▶ **文档**:
● ● ● ●

显示Tensor结构的图像 Pytorch官方实例中的显示图像的代码为:

%matplotlib inline
def show(imgTensor):
    npimg = imgTensor.numpy()
    plt.imshow(np.transpose(npimg, (1,2,0)), interpolation='nearest')

显示调用:

test_img_num, test_loader = andyDataLoader('data/test/', class_labels)
dataiter = iter(test_loader)
images, labels = dataiter.next()
images = images[:4]
imshow(torchvision.utils.make_grid(images))

Pytorch多GPU训练

利用服务器多GPU进行训练，需要在原单GPU基础上修改以下两处:

网络模型 Model

# multi-GPU
import torch.nn as nn
new_net = nn.DataParallel(net, device_ids=[0, 1])

更新参数字典 state dict:

from collections import OrderedDict

checkpoint = torch.load(PATH)
state_dict = checkpoint['model_state_dict']
new_state_dict = OrderedDict()

for k, v in state_dict.items():
    if 'module' not in k:
        k = 'module.' + k
    else:
        k = k.replace('features.module.', 'module.features.')
    new_state_dict[k]=v

model.load_state_dict(new_state_dict)

或者:

#-----多GPU训练的模型读取的代码，multi-gpu training---------
def load_network(network, PATH):
    state_dict = torch.load(PATH)

● ● ● ●

▶ **提供的资料**:
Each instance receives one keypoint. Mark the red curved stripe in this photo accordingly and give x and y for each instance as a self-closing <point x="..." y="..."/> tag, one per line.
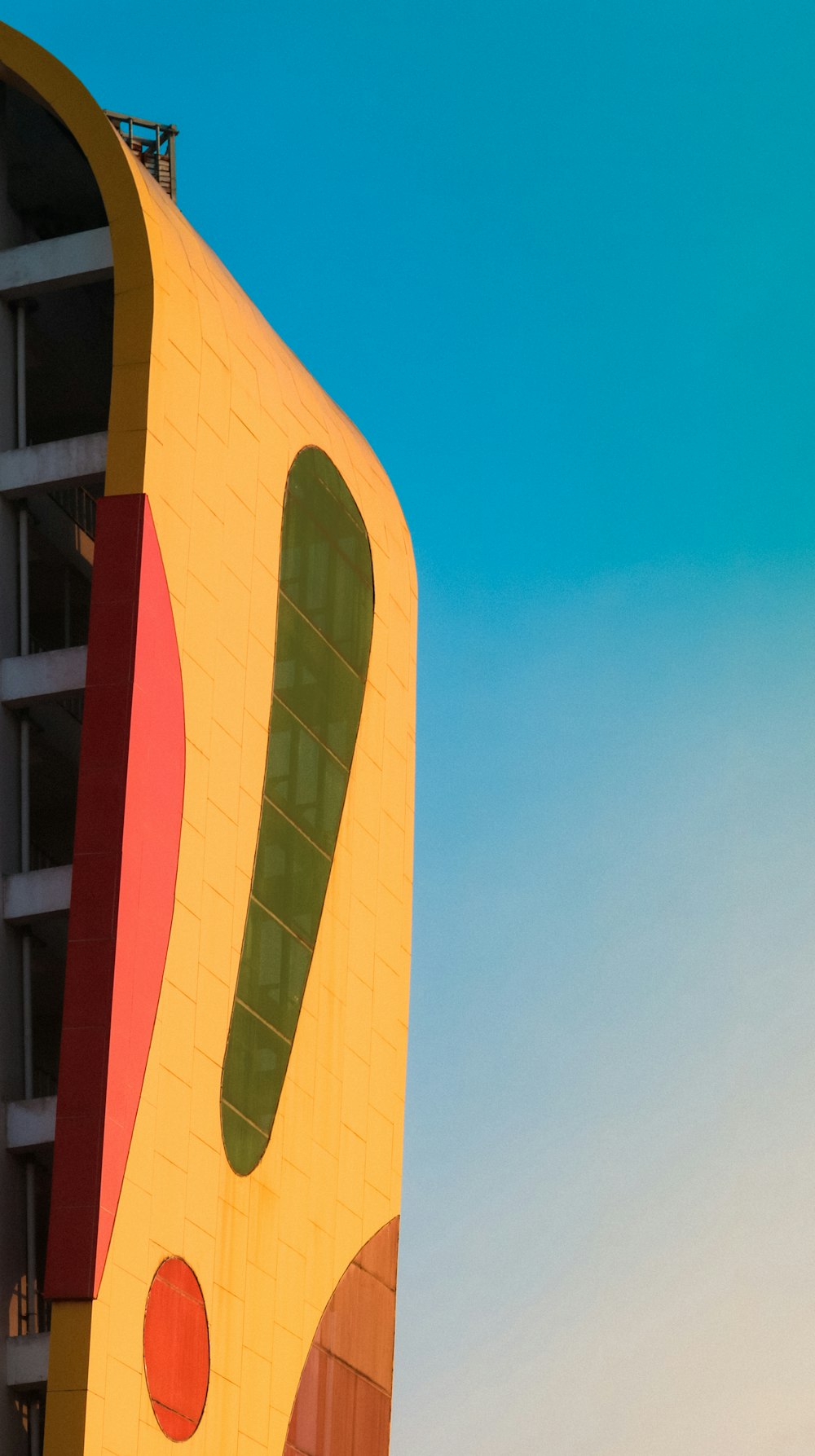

● ● ● ●

▶ **任务说明**: 列出文档中“显示调用:”后面那段代码里所有被赋值的变量名，重复出现的只写一次。

▶ **完整答案**:
test_img_num
test_loader
dataiter
images
labels